** Description of the task **
All of the entries below need repeating exactly, apart from their images.

** Data shown **
++++++++++++++++++++
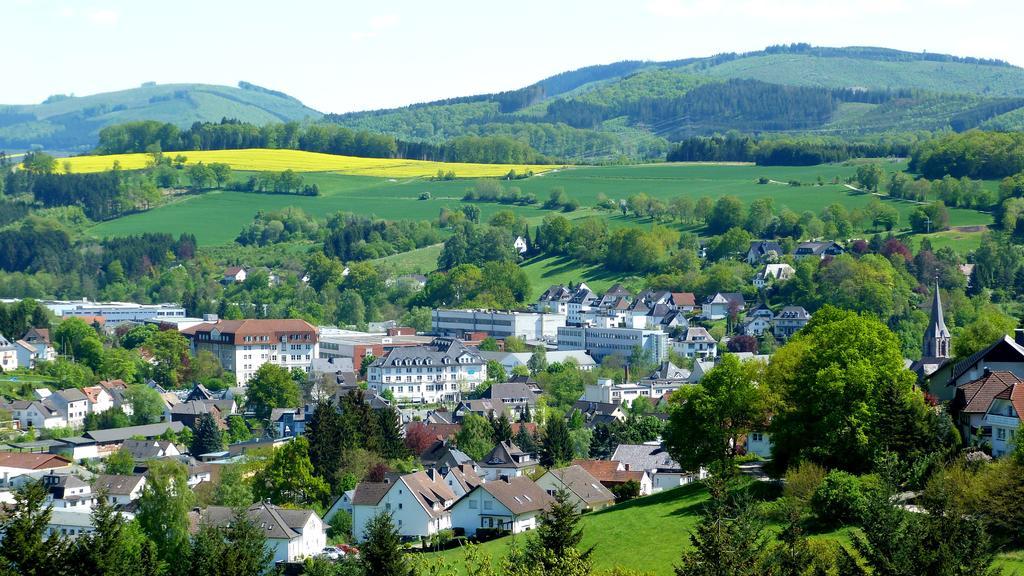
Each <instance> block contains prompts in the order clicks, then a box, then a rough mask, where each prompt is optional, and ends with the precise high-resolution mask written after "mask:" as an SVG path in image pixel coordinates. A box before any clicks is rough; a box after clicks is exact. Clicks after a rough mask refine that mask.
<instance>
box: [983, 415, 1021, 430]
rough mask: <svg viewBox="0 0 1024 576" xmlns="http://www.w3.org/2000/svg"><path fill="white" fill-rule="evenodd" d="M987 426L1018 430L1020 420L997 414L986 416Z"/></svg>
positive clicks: (984, 421) (985, 422) (1010, 417)
mask: <svg viewBox="0 0 1024 576" xmlns="http://www.w3.org/2000/svg"><path fill="white" fill-rule="evenodd" d="M984 422H985V424H986V425H995V426H1002V427H1006V428H1016V427H1017V426H1018V425H1020V418H1018V417H1017V416H997V415H995V414H985V420H984Z"/></svg>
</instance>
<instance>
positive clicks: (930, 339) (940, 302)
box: [921, 281, 949, 359]
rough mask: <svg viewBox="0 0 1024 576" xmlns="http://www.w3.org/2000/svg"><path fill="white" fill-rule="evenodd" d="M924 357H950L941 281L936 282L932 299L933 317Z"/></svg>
mask: <svg viewBox="0 0 1024 576" xmlns="http://www.w3.org/2000/svg"><path fill="white" fill-rule="evenodd" d="M921 356H922V358H923V359H924V358H949V329H948V328H946V322H945V320H944V319H943V318H942V298H940V297H939V282H938V281H936V282H935V296H934V299H933V301H932V318H931V320H929V322H928V330H926V331H925V342H924V345H923V346H922V348H921Z"/></svg>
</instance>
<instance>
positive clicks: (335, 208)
mask: <svg viewBox="0 0 1024 576" xmlns="http://www.w3.org/2000/svg"><path fill="white" fill-rule="evenodd" d="M228 152H237V151H228ZM271 152H289V151H271ZM81 158H86V157H81ZM902 167H903V166H902V164H897V163H893V164H890V165H887V169H890V170H896V169H899V168H902ZM504 168H505V169H506V170H507V169H508V168H509V167H508V166H505V167H504ZM855 169H856V168H855V166H852V165H820V166H809V167H765V166H749V165H738V166H737V165H708V164H655V165H639V166H604V167H586V168H583V167H582V168H569V169H564V170H557V171H552V172H548V173H545V174H539V175H537V176H534V177H531V178H527V179H523V180H516V181H513V182H505V183H506V184H507V186H509V187H513V186H514V187H518V188H519V189H520V190H522V191H523V192H526V193H532V194H536V195H537V197H538V198H539V199H540V200H542V202H543V200H544V199H545V198H547V196H548V193H549V192H550V191H551V190H552V189H554V188H562V189H564V191H565V192H566V194H568V196H570V197H571V198H574V199H577V200H579V201H580V202H581V203H582V204H583V206H585V207H587V206H593V205H594V204H596V202H597V197H598V195H600V194H603V195H605V196H607V197H608V198H613V199H621V198H627V197H629V196H631V195H633V194H639V193H644V194H647V195H648V196H650V197H653V198H659V199H669V198H673V197H676V196H683V195H685V196H690V197H692V198H699V197H701V196H710V197H712V198H718V197H720V196H724V195H727V194H729V195H734V196H736V197H738V198H740V199H741V200H742V201H743V202H744V203H750V202H751V201H752V200H754V199H757V198H763V197H765V196H769V197H771V198H772V199H774V203H775V207H776V209H781V208H782V207H787V208H790V209H792V210H794V211H797V212H803V211H804V210H812V211H815V212H818V211H820V210H821V209H822V208H824V207H825V206H827V205H829V204H833V203H837V202H838V203H841V204H843V205H845V206H847V207H848V208H851V209H852V208H858V207H863V206H865V205H866V204H867V203H868V202H869V201H870V199H871V196H870V195H867V194H858V193H855V192H852V191H850V190H848V189H846V188H845V187H843V186H842V184H830V183H829V184H824V186H813V187H811V186H802V187H791V186H785V184H758V183H757V180H758V178H759V177H762V176H764V177H767V178H770V179H772V180H776V181H780V182H783V181H790V180H799V181H802V182H815V181H817V179H818V177H820V178H821V179H822V180H823V181H831V180H833V179H834V178H836V177H839V178H840V179H844V178H846V177H847V176H849V175H851V174H852V173H853V172H854V171H855ZM246 176H247V174H246V173H245V172H241V173H236V177H246ZM303 177H304V181H305V183H316V184H317V186H318V187H319V189H321V196H318V197H305V196H293V195H271V194H259V195H257V194H247V193H242V192H226V191H214V192H209V193H206V194H202V195H194V196H186V197H183V198H180V199H178V200H175V201H173V202H171V203H169V204H167V205H164V206H161V207H158V208H156V209H153V210H150V211H146V212H140V213H137V214H132V215H129V216H124V217H121V218H118V219H115V220H110V221H105V222H101V223H99V224H96V225H95V227H93V228H92V229H90V230H89V234H90V235H92V236H95V237H114V236H124V235H129V234H141V233H144V232H168V233H172V234H175V235H176V234H180V233H182V232H188V233H191V234H195V235H196V237H197V238H198V240H199V242H200V244H201V245H203V246H210V245H222V244H228V243H230V242H231V241H232V240H233V239H234V237H236V236H237V235H238V233H239V231H241V230H242V228H243V227H244V225H246V224H248V223H249V222H250V221H251V220H252V217H253V215H254V214H255V213H256V212H257V211H258V210H265V211H267V210H276V209H281V208H284V207H286V206H296V207H299V208H302V209H303V210H305V211H306V212H308V213H311V214H314V215H317V216H322V217H323V216H325V215H327V214H330V213H333V212H337V211H349V212H353V213H359V214H366V215H375V216H378V217H382V218H389V219H427V218H435V217H437V214H438V213H439V211H440V209H441V208H445V207H446V208H450V209H452V208H458V207H460V206H462V204H463V202H462V197H463V195H464V194H465V193H466V191H467V190H468V189H470V188H472V186H473V184H472V181H471V180H470V181H467V180H455V181H431V180H428V179H424V178H404V179H399V178H381V177H372V176H365V175H349V174H338V173H332V172H307V173H304V174H303ZM423 193H429V195H430V199H428V200H419V198H420V195H421V194H423ZM886 202H892V205H893V206H894V207H896V208H897V210H898V211H899V212H900V214H901V222H906V221H907V217H908V215H909V213H910V212H911V211H912V210H913V207H914V204H913V203H911V202H907V201H890V200H886ZM477 206H479V208H480V211H481V219H483V220H485V219H486V218H488V217H489V216H490V215H492V214H494V213H495V212H497V211H499V210H504V209H511V210H513V211H515V212H516V213H518V214H520V215H522V216H523V217H525V218H527V220H528V221H530V223H537V222H539V221H540V220H541V219H542V218H543V217H544V216H545V215H547V214H550V213H552V212H550V211H548V210H544V209H542V208H540V207H539V205H535V206H506V205H502V204H497V203H478V204H477ZM595 213H596V214H599V215H601V216H602V217H607V218H609V225H611V227H613V228H614V227H620V225H636V224H637V223H644V222H643V220H638V219H635V218H632V217H624V216H622V215H618V214H609V213H606V212H596V211H592V210H589V209H582V210H578V211H577V212H572V213H570V214H567V215H568V216H569V217H573V218H575V217H583V216H586V215H591V214H595ZM949 215H950V221H951V224H952V225H983V224H988V223H990V222H991V216H990V215H989V214H987V213H984V212H978V211H975V210H965V209H958V208H953V209H950V210H949Z"/></svg>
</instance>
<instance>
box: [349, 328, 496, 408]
++++++++++++++++++++
** Expected answer **
Each <instance> block contains prompts in the order clicks, then a box, then a rough mask, where each prompt is optional, and ends with the precise high-resolution mask written after "mask:" as an SVG path in image pixel coordinates. A box before any clicks is rough; a box after clicks is exact. Clicks after a rough mask refine that mask.
<instance>
box: [983, 415, 1021, 430]
rough mask: <svg viewBox="0 0 1024 576" xmlns="http://www.w3.org/2000/svg"><path fill="white" fill-rule="evenodd" d="M987 426L1018 430L1020 420L997 414L986 416Z"/></svg>
positive clicks: (984, 421) (985, 422) (1010, 417)
mask: <svg viewBox="0 0 1024 576" xmlns="http://www.w3.org/2000/svg"><path fill="white" fill-rule="evenodd" d="M984 422H985V424H986V425H995V426H1002V427H1006V428H1016V427H1017V426H1018V425H1020V418H1018V417H1017V416H997V415H995V414H985V420H984Z"/></svg>
</instance>
<instance>
positive clicks: (930, 339) (940, 302)
box: [921, 281, 949, 359]
rough mask: <svg viewBox="0 0 1024 576" xmlns="http://www.w3.org/2000/svg"><path fill="white" fill-rule="evenodd" d="M924 357H950L941 281L936 282L932 299L933 317Z"/></svg>
mask: <svg viewBox="0 0 1024 576" xmlns="http://www.w3.org/2000/svg"><path fill="white" fill-rule="evenodd" d="M921 356H922V358H923V359H924V358H949V329H948V328H946V322H945V320H944V319H943V318H942V298H940V297H939V282H938V281H936V282H935V296H934V299H933V301H932V318H931V320H929V322H928V330H926V331H925V342H924V345H923V346H922V348H921Z"/></svg>
</instance>
<instance>
positive clicks: (335, 208)
mask: <svg viewBox="0 0 1024 576" xmlns="http://www.w3.org/2000/svg"><path fill="white" fill-rule="evenodd" d="M228 152H237V151H228ZM271 152H289V151H271ZM81 158H86V157H81ZM902 167H903V166H902V164H897V163H893V164H890V165H887V169H890V170H896V169H899V168H902ZM504 168H505V169H506V170H507V169H508V168H509V167H508V166H505V167H504ZM855 169H856V168H855V166H852V165H820V166H809V167H765V166H749V165H738V166H737V165H708V164H655V165H639V166H604V167H586V168H583V167H582V168H569V169H564V170H557V171H552V172H548V173H545V174H539V175H537V176H534V177H531V178H527V179H523V180H516V181H513V182H505V183H506V184H507V186H509V187H513V186H514V187H518V188H519V189H520V190H522V191H523V192H526V193H532V194H536V195H537V197H538V198H539V199H540V200H542V202H543V200H544V199H545V198H547V196H548V193H549V192H550V191H551V190H552V189H554V188H562V189H564V191H565V192H566V194H568V196H570V197H571V198H574V199H577V200H579V201H580V202H581V203H582V204H583V206H585V207H587V206H593V205H594V204H596V202H597V197H598V195H600V194H603V195H605V196H607V197H608V198H613V199H621V198H627V197H629V196H631V195H633V194H639V193H644V194H647V195H648V196H650V197H653V198H659V199H669V198H673V197H676V196H683V195H685V196H690V197H692V198H699V197H701V196H710V197H712V198H718V197H720V196H724V195H727V194H729V195H734V196H736V197H738V198H740V199H741V200H742V201H743V202H744V203H750V202H751V201H752V200H754V199H757V198H763V197H765V196H769V197H771V198H772V199H774V203H775V207H776V209H781V208H782V207H787V208H790V209H792V210H794V211H797V212H803V211H804V210H812V211H815V212H818V211H820V210H821V209H822V208H824V207H825V206H827V205H829V204H833V203H837V202H838V203H841V204H843V205H845V206H847V207H848V208H851V209H852V208H858V207H863V206H865V205H866V204H867V203H868V202H869V201H870V199H871V196H870V195H867V194H858V193H855V192H852V191H850V190H848V189H846V188H845V187H843V186H842V184H830V183H829V184H824V186H813V187H811V186H802V187H791V186H785V184H758V183H757V180H758V178H759V177H762V176H764V177H767V178H770V179H772V180H776V181H780V182H783V181H790V180H799V181H802V182H815V181H817V179H818V177H820V178H821V179H822V180H823V181H831V180H833V179H834V178H836V177H839V178H840V179H844V178H846V177H847V176H849V175H851V174H852V173H853V172H854V171H855ZM246 176H247V174H246V173H245V172H241V173H236V177H246ZM303 177H304V181H305V183H316V184H317V186H318V187H319V189H321V196H318V197H305V196H293V195H271V194H259V195H257V194H247V193H242V192H226V191H214V192H209V193H206V194H202V195H194V196H186V197H183V198H180V199H178V200H175V201H173V202H171V203H169V204H167V205H164V206H161V207H158V208H156V209H153V210H150V211H146V212H140V213H137V214H132V215H129V216H124V217H121V218H118V219H115V220H110V221H105V222H101V223H99V224H96V225H95V227H93V228H92V229H90V230H89V234H90V235H92V236H95V237H114V236H124V235H129V234H141V233H144V232H168V233H172V234H175V235H176V234H180V233H182V232H188V233H191V234H195V235H196V237H197V238H198V240H199V242H200V244H201V245H203V246H210V245H222V244H228V243H230V242H231V241H232V240H233V239H234V237H236V236H237V235H238V233H239V231H241V230H242V228H243V227H244V225H246V224H248V223H249V222H250V221H251V220H252V217H253V215H254V214H255V213H256V212H257V211H258V210H265V211H267V210H276V209H281V208H284V207H286V206H296V207H299V208H302V209H303V210H305V211H306V212H308V213H311V214H314V215H317V216H322V217H323V216H325V215H327V214H330V213H333V212H337V211H349V212H353V213H359V214H366V215H375V216H378V217H382V218H389V219H427V218H435V217H437V214H438V213H439V211H440V209H441V208H445V207H446V208H450V209H452V208H458V207H460V206H462V204H463V202H462V197H463V195H464V194H465V193H466V191H467V190H468V189H470V188H472V186H473V184H472V181H471V180H470V181H467V180H455V181H431V180H428V179H424V178H404V179H399V178H381V177H372V176H365V175H349V174H338V173H332V172H307V173H304V174H303ZM423 193H429V195H430V199H428V200H419V198H420V195H421V194H423ZM886 202H892V205H893V206H894V207H896V208H897V210H898V211H899V212H900V214H901V222H906V221H907V217H908V215H909V213H910V212H911V211H912V210H913V207H914V204H913V203H911V202H907V201H890V200H886ZM477 206H479V208H480V211H481V219H483V220H485V219H486V218H488V217H489V216H490V215H492V214H494V213H495V212H497V211H499V210H504V209H511V210H513V211H515V212H516V213H518V214H520V215H522V216H523V217H525V218H527V220H528V221H530V223H537V222H539V221H540V220H541V219H542V218H543V217H544V216H545V215H547V214H550V213H552V212H550V211H548V210H544V209H542V208H540V207H539V205H535V206H506V205H502V204H497V203H478V204H477ZM595 213H596V214H599V215H601V216H602V217H607V218H609V225H611V227H613V228H614V227H620V225H636V224H637V223H644V222H643V220H638V219H635V218H632V217H624V216H622V215H618V214H609V213H606V212H596V211H592V210H589V209H582V210H578V211H577V212H572V213H570V214H567V215H568V216H569V217H573V218H575V217H583V216H586V215H591V214H595ZM949 215H950V221H951V224H952V225H983V224H988V223H990V222H991V216H990V215H989V214H987V213H984V212H978V211H975V210H965V209H958V208H953V209H950V210H949Z"/></svg>
</instance>
<instance>
box: [349, 328, 496, 408]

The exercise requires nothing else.